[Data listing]
* start *

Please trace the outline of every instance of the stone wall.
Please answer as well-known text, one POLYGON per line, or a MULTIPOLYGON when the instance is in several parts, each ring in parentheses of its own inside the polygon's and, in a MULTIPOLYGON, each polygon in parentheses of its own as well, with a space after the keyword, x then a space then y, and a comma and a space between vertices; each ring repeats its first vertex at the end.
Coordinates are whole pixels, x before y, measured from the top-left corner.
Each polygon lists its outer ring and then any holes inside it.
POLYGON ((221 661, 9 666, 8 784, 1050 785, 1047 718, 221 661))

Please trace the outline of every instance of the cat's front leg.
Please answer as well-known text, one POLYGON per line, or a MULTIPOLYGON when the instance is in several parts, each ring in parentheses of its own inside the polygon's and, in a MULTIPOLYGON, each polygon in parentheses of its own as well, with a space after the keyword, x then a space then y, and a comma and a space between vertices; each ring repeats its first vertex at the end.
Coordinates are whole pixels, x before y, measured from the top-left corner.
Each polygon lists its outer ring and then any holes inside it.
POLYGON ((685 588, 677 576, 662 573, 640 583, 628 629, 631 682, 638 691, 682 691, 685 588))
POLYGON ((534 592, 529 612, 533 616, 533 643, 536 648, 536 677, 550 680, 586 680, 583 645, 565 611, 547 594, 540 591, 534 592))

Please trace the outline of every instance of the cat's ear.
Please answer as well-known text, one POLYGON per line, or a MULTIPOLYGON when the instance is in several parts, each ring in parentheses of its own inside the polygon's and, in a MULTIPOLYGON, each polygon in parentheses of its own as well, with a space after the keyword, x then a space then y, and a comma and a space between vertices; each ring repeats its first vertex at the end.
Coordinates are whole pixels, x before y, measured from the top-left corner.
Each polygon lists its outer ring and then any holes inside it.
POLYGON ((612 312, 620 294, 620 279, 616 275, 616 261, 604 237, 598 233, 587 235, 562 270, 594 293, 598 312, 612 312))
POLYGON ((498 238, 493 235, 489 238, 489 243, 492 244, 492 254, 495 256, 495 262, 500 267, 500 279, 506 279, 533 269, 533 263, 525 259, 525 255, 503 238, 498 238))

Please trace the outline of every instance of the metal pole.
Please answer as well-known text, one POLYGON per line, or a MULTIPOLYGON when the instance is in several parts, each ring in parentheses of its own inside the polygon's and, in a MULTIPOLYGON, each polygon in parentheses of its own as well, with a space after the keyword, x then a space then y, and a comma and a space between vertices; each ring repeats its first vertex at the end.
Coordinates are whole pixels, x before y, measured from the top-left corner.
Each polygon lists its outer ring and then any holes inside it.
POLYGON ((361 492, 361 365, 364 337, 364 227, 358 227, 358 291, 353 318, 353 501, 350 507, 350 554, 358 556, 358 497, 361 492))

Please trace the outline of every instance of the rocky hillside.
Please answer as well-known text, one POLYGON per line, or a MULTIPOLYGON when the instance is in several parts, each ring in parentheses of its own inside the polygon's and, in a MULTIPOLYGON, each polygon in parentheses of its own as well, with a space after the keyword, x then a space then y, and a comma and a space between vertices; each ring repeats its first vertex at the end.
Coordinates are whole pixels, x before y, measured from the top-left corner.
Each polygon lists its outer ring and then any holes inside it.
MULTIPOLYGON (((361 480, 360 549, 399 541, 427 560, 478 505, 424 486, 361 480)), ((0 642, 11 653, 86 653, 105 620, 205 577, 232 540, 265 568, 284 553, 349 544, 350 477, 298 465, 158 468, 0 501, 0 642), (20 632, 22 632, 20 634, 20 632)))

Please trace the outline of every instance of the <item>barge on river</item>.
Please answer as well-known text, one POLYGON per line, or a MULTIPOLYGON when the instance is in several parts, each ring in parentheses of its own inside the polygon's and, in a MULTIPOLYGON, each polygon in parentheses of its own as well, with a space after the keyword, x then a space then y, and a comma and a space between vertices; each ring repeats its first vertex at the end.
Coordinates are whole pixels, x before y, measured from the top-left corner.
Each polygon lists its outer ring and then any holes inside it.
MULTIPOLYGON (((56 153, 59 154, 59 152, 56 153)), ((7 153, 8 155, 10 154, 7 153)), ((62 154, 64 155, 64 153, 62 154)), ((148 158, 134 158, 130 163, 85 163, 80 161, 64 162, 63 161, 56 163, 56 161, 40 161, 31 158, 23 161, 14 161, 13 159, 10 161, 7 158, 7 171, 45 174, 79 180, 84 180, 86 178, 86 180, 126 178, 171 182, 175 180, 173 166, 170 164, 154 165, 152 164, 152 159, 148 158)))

* end *

▶ **Exercise goal**:
Reproduce everything from the line containing "Please trace the outline of every instance of the metal" down to the line containing "MULTIPOLYGON (((361 480, 360", requests included, adding -81 to every coordinate in the polygon answers.

▶ **Worked solution**:
Please trace the outline of every instance of the metal pole.
Please answer as well-known text, one POLYGON per line, or a MULTIPOLYGON when the instance is in several parts, each ring in parentheses of its own inside the polygon's and, in a MULTIPOLYGON, each polygon in parentheses of its own as well, with a space after the keyword, x then a space then y, and a comma and a space between vertices; each ring repeats its first vertex at the end.
Coordinates are whole pixels, x before y, measured from the top-left corner.
Each polygon lists its outer ring and then any holes inside it.
POLYGON ((280 411, 280 284, 283 256, 283 146, 277 146, 277 210, 272 237, 272 420, 269 426, 269 473, 277 475, 277 416, 280 411))

Please trace the outline of every instance of the rocky hillside.
Please answer as well-known text, one POLYGON per line, or a MULTIPOLYGON when the instance is in several parts, each ring in parentheses of its own inside the polygon's and, in a MULTIPOLYGON, each polygon in parentheses of its own as well, with a space after the keyword, x then a space then y, and a comma and a space between vertices; each ring repeats its first vertex at the end.
Coordinates are whole pixels, x before y, measured from the top-left corner.
Each polygon lists its outer ring and then any holes inside it.
MULTIPOLYGON (((280 399, 279 468, 318 460, 346 479, 397 424, 343 405, 280 399)), ((-81 561, -70 572, 5 572, 24 539, 124 496, 151 459, 184 487, 203 472, 268 463, 269 396, 217 384, 77 387, -81 420, -81 561), (-61 551, -59 551, -61 553, -61 551)))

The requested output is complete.